## Work required
Return, unchanged, the part of the entries below that opens at their very start and closes with the line containing "203 146 245 184", including both ends.

>>>

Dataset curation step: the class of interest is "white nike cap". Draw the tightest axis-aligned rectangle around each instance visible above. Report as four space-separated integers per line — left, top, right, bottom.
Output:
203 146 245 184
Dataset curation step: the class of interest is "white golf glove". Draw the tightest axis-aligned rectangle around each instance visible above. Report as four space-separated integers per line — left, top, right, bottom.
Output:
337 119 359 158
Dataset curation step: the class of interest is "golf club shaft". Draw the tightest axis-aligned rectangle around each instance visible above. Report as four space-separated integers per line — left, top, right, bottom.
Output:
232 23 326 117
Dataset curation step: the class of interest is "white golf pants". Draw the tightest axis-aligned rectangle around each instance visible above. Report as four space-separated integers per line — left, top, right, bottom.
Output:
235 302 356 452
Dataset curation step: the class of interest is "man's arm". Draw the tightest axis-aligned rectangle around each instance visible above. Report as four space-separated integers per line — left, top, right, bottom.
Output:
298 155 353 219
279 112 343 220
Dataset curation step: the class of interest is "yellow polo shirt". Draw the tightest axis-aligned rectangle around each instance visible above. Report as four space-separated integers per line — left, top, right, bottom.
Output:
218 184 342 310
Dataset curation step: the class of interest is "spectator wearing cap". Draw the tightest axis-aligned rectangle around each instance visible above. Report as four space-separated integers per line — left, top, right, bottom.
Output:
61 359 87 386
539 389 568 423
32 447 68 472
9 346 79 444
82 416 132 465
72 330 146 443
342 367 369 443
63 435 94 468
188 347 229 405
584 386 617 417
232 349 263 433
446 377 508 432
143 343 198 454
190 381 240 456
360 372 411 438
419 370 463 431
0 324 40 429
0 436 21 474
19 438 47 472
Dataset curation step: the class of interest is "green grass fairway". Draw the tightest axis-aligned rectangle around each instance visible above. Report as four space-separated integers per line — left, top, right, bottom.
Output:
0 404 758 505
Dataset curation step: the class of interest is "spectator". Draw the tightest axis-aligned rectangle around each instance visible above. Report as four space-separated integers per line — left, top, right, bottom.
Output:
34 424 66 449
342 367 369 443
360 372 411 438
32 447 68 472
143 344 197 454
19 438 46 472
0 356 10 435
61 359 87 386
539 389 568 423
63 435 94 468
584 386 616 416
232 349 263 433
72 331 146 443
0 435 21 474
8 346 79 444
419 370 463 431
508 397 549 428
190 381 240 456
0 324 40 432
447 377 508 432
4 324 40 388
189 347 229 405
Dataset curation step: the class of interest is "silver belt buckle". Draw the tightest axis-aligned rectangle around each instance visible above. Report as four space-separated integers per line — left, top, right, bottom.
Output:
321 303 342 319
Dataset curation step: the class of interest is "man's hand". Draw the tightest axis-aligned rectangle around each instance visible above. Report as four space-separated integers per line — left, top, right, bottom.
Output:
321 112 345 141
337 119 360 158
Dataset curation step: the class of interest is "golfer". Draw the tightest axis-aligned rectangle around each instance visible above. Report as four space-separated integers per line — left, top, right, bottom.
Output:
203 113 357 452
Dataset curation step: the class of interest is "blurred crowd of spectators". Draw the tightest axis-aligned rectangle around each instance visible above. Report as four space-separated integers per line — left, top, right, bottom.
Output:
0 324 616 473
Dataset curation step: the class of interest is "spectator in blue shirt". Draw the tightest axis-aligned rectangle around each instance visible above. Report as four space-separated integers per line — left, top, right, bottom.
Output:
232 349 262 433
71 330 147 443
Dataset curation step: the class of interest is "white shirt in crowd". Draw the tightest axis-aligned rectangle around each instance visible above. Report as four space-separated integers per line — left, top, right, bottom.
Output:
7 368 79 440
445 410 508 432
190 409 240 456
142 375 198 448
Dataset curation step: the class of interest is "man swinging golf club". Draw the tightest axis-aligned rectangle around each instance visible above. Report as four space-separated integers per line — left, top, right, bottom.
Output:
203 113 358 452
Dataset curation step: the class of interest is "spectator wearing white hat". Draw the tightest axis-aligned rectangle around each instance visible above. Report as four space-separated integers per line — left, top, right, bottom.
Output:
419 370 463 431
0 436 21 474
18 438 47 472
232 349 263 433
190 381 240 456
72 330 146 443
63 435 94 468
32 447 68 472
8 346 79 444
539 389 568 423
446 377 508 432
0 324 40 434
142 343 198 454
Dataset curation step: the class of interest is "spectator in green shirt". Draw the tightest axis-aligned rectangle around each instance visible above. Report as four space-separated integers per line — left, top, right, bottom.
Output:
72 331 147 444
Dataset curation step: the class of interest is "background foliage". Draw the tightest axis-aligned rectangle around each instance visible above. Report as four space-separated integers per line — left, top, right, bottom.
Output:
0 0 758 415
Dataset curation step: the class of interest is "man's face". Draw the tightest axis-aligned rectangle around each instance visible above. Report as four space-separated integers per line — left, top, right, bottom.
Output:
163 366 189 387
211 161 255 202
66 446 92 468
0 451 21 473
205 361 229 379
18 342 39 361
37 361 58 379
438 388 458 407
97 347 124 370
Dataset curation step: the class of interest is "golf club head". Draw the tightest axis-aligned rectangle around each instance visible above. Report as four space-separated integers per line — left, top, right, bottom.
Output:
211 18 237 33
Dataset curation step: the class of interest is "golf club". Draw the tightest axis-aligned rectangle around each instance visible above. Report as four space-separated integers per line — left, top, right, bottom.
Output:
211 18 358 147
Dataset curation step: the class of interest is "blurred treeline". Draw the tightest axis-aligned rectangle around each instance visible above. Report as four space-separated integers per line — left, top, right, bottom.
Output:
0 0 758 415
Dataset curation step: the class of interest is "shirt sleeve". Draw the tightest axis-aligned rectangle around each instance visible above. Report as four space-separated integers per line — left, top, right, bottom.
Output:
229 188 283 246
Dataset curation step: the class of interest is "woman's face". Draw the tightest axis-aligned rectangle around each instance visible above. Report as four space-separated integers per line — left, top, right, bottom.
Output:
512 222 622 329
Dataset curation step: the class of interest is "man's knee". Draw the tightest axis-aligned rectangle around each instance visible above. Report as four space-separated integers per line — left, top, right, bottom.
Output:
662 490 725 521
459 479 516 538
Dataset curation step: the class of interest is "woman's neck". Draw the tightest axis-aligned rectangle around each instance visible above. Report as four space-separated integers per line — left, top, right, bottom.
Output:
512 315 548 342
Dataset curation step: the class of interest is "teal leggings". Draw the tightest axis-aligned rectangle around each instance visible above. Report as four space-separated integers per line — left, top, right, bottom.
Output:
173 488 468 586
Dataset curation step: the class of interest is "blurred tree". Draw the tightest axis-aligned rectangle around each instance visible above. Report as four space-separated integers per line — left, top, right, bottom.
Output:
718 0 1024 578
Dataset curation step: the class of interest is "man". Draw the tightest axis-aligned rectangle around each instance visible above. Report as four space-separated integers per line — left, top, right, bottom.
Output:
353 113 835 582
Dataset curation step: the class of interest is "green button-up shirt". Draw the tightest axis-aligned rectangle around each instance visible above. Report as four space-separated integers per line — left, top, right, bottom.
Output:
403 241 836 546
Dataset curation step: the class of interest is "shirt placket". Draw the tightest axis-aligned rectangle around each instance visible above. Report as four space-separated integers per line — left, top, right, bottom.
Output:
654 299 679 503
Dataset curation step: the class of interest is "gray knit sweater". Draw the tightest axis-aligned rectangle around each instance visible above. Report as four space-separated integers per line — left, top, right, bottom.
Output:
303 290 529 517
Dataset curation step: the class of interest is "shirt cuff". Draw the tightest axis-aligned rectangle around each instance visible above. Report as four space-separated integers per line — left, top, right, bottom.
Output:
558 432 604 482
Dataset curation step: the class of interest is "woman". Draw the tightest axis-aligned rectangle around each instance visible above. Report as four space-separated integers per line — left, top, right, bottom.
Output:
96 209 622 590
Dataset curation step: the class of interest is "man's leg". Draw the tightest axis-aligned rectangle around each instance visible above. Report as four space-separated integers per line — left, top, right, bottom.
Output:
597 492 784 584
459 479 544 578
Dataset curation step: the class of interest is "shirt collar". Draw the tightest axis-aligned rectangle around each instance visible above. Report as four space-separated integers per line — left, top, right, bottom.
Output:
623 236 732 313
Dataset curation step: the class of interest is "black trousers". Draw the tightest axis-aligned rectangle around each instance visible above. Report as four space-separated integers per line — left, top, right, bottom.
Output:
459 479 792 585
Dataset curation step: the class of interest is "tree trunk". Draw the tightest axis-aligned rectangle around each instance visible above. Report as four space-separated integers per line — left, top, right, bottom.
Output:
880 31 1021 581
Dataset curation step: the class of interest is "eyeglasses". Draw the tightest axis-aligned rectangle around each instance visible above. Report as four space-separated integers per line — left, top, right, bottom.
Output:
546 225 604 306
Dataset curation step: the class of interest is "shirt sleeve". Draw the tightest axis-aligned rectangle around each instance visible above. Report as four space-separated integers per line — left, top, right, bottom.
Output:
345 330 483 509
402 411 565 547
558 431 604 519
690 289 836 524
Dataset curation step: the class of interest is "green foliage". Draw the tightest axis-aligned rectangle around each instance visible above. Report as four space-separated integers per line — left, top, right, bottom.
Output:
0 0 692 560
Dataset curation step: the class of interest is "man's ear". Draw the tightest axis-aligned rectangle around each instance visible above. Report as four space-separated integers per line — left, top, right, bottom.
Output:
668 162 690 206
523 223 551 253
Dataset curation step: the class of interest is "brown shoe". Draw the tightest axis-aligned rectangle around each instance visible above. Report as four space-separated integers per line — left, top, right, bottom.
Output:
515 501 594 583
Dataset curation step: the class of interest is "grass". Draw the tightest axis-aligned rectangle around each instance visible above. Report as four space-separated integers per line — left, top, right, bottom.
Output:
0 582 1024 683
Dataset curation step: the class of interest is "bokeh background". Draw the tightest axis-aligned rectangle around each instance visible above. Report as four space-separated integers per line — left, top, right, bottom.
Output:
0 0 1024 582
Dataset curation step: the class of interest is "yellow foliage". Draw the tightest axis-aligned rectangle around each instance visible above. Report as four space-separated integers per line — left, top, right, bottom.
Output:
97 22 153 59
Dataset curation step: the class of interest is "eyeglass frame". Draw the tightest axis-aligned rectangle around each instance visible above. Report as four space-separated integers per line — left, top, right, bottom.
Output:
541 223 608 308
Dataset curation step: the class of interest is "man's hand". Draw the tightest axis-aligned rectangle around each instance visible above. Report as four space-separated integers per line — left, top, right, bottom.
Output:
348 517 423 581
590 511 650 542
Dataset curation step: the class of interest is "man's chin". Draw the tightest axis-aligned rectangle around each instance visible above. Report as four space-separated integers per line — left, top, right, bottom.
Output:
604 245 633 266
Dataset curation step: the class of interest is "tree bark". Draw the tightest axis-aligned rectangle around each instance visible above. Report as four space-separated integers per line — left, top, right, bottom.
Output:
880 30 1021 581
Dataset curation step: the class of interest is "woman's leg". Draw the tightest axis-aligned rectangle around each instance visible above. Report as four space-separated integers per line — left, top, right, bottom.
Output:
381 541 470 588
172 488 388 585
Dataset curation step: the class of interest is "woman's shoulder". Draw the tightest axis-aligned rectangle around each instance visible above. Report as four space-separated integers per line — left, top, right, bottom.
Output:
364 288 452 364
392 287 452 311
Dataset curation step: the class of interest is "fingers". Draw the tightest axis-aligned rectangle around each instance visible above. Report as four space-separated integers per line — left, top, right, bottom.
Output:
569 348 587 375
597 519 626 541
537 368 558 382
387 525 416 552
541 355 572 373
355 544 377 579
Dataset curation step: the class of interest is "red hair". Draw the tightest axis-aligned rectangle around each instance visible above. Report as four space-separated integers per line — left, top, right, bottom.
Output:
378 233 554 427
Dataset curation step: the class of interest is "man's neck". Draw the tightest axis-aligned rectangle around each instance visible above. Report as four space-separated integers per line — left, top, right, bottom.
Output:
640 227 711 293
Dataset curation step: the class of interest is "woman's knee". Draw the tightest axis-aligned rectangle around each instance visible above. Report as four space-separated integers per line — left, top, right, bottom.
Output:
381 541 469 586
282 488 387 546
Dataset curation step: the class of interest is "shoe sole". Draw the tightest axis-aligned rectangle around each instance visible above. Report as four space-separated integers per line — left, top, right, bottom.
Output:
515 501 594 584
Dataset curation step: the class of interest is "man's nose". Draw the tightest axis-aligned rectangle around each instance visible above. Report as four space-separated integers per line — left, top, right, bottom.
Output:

<<<

## Task answer
Dataset curation step: the class of interest is "white nike cap". Draw the tightest axis-aligned rectangle around each instance visible above. Report as four space-separated integers per line — left, top, right, bottom.
Output:
203 146 245 184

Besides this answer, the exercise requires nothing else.